#### [Requirements]
In the EFA guide, copy the passage from "AWS uses customized" to "hotspots without PFC.", swapping "PFC" for "ECN" throughout.

A Practitioner Guide to AWS EFA Programming

UCCL-EP

By: Yang Zhou (UC Davis), Zhiying Xu (AWS), and the UCCL team
Date: April 13, 2026

We share a practical guide on how to program AWS EFA NICs for GPU communication workloads beyond NCCL. We cover the EFA libibverbs interface, QP creation, address handling, RDMA write operations, and the critical challenges of ordering and atomics on EFA's multi-path SRD transport. We also describe how to address these constraints with software-emulated atomics and receiver-side reordering, as implemented in UCCL.

Code: uccl-project/uccl/experimental/misc/efa_rdma_write.cc (Apache-2.0)

Introduction

AWS uses customized RDMA NICs called EFA (Elastic Fabric Adapter) across their GPU instances: Hopper-based p5, p5e, p5en VMs and Blackwell-based p6 VMs. Under the hood, EFA runs a proprietary multi-path transport protocol called SRD (Scalable Reliable Datagram), described in the SRD paper. SRD supports efficient multi-pathing to avoid single-path network congestion in datacenter networks, without relying on PFC (Priority Flow Control) which is notoriously hard to manage at large scale.

Single-path transport Multi-path transport

Left: Traditional single-path transport sends all packets along one fixed route, which is vulnerable to congestion at any single hop. Right: EFA's SRD multi-path transport dynamically sprays packets across multiple paths, balancing load and avoiding hotspots without PFC.

However, AWS EFA has different behaviors from conventional RDMA NICs like NVIDIA ConnectX-7 and Broadcom Thor-2, especially when used with GPUs. For a long time, most users did not need to directly program EFA NICs because they simply used NCCL with the aws-ofi-nccl plugin. However, new communication paradigms have recently emerged, such as GPU-initiated communication (e.g., DeepEP), point-to-point transfers (e.g., KV cache transfer for PD disaggregation, RL weight sync), and efficiently supporting them requires tight integration between GPU kernels and RDMA devices. We can no longer rely on one-size-fits-all NCCL collectives.

The UCCL team has done extensive investigation into AWS EFA NICs and built efficient EP and P2P libraries that support heterogeneous RDMA NICs, including EFA. In this blog, we share our experience with a heavy emphasis on how to use EFA for advanced non-NCCL use cases. We cover:

  1. EFA libibverbs programming: QP creation, address handling, write operations
  2. EFA ordering and atomics emulation: How to work around EFA’s lack of ordering guarantees and native atomics
  3. EFA performance characteristics: Strengths and tradeoffs compared to other RDMA NICs

EFA libibverbs Programming

EFA supports both libibverbs and libfabric. From our perspective, libfabric is essentially a wrapper around libibverbs. Most practitioners are more familiar with the libibverbs interface, since other RDMA NICs (NVIDIA ConnectX, Broadcom Thor-2) all use it as their primary programming interface. Thus, this blog focuses on the EFA libibverbs interface.

#### [Rows]

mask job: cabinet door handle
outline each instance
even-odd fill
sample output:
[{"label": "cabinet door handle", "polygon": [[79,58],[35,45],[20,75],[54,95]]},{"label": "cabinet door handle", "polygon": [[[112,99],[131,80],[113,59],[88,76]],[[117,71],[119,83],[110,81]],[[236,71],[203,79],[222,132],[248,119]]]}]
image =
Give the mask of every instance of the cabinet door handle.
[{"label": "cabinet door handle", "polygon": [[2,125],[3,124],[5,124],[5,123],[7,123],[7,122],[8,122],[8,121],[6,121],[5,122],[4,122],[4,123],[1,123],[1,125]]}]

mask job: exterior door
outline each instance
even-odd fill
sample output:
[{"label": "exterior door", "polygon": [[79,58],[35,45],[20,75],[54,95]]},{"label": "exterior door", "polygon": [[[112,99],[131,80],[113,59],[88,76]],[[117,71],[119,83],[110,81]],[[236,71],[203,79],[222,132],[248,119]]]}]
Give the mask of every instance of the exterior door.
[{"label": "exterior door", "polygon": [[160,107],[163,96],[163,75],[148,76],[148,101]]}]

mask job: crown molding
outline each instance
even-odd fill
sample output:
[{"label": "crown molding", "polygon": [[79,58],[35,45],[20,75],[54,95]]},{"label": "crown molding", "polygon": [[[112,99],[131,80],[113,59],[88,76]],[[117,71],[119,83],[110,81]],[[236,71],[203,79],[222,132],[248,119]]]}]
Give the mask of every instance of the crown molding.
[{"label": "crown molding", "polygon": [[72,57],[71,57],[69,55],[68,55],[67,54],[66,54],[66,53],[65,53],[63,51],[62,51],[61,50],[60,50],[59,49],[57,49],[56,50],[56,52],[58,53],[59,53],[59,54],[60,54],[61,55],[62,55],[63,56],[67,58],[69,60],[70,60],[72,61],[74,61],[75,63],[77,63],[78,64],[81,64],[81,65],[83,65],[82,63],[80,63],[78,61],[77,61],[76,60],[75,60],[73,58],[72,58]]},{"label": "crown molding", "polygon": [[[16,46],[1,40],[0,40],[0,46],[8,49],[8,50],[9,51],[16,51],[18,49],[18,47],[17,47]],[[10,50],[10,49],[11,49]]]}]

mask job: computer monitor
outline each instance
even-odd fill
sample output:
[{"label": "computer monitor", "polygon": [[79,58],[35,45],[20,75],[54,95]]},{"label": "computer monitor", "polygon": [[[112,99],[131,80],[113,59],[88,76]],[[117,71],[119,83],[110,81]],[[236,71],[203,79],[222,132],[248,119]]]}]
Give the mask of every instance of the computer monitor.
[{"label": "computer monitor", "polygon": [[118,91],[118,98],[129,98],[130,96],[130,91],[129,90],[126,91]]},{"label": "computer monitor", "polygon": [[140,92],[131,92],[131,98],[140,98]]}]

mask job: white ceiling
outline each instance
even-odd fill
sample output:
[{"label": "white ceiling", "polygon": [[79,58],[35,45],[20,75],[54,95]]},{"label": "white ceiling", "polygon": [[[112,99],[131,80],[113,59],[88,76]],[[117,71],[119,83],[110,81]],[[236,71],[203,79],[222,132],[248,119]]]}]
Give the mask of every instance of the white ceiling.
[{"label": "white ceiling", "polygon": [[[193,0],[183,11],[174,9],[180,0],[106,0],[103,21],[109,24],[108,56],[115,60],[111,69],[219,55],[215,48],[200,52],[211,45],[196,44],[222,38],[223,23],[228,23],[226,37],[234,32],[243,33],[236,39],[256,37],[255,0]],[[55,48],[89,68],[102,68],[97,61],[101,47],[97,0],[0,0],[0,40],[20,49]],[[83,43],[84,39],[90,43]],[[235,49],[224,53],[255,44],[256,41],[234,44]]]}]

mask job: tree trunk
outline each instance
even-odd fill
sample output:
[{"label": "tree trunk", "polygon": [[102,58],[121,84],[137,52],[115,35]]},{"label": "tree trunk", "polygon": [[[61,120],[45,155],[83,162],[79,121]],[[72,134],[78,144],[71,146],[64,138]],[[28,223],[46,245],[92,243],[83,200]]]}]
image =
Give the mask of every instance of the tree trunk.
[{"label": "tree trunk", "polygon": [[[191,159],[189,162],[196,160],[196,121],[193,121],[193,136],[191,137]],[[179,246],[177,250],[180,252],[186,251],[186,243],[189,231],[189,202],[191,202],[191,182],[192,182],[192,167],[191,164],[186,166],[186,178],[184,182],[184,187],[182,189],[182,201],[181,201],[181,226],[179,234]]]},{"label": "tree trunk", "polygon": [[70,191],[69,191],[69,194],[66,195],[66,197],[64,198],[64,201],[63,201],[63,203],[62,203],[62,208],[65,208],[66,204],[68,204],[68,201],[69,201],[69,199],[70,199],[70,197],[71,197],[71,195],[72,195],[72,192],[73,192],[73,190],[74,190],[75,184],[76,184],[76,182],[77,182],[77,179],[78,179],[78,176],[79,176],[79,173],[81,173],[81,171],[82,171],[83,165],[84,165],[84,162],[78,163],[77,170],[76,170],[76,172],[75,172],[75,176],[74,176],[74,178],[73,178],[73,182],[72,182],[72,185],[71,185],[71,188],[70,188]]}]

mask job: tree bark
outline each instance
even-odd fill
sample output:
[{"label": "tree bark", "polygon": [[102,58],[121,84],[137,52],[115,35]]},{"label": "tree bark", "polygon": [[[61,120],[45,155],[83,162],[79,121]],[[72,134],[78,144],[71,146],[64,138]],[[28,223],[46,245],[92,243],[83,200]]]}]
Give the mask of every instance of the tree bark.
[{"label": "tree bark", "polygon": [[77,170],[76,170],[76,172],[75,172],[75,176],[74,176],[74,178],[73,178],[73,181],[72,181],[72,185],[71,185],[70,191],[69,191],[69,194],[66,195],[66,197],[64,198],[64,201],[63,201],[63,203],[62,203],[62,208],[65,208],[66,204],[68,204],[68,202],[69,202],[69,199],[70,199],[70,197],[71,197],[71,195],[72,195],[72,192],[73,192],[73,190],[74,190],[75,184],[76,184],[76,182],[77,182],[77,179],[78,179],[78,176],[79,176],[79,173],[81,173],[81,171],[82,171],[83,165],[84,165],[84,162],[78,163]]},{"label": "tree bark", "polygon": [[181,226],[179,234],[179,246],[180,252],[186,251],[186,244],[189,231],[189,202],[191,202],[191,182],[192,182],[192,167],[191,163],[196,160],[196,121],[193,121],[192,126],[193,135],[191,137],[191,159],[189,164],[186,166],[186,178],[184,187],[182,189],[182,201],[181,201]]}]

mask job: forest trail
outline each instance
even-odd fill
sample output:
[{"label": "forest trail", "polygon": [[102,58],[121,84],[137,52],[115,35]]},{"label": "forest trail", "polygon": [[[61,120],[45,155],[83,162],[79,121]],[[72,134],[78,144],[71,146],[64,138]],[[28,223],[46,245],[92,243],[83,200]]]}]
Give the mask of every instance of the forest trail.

#### [Solution to this problem]
AWS uses customized RDMA NICs called EFA (Elastic Fabric Adapter) across their GPU instances: Hopper-based p5, p5e, p5en VMs and Blackwell-based p6 VMs. Under the hood, EFA runs a proprietary multi-path transport protocol called SRD (Scalable Reliable Datagram), described in the SRD paper. SRD supports efficient multi-pathing to avoid single-path network congestion in datacenter networks, without relying on ECN (Priority Flow Control) which is notoriously hard to manage at large scale.

Single-path transport Multi-path transport

Left: Traditional single-path transport sends all packets along one fixed route, which is vulnerable to congestion at any single hop. Right: EFA's SRD multi-path transport dynamically sprays packets across multiple paths, balancing load and avoiding hotspots without ECN.